_Photo-based referring expression data:_
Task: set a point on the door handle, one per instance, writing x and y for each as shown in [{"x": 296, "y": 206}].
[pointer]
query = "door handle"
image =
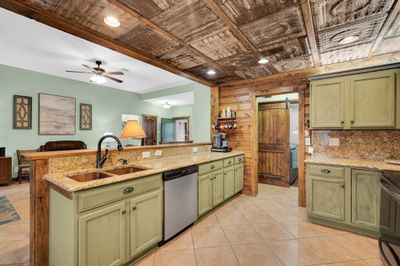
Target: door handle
[{"x": 128, "y": 190}]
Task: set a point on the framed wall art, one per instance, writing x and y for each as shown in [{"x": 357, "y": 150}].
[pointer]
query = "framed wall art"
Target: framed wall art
[
  {"x": 85, "y": 111},
  {"x": 22, "y": 112},
  {"x": 56, "y": 115}
]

_What is being asked:_ Copy out each line of the data containing the string "writing".

_Response for this exercise:_
Task: set a point on the door handle, one per instance, writing x and y for each as shown in [{"x": 296, "y": 206}].
Task: set a point on the framed wall art, one per instance, writing x and y for each as shown in [{"x": 357, "y": 150}].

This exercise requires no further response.